▸ **EXERCISE**: Please reproduce each of the entries below exactly as they appear.

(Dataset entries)

+ + + + +

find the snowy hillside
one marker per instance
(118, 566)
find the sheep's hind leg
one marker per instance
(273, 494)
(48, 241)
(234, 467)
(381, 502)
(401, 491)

+ + + + +

▸ **COMPLETED TASK**:
find the snowy hillside
one marker per instance
(118, 566)
find the sheep's hind leg
one marker per instance
(273, 494)
(48, 241)
(234, 467)
(381, 502)
(401, 491)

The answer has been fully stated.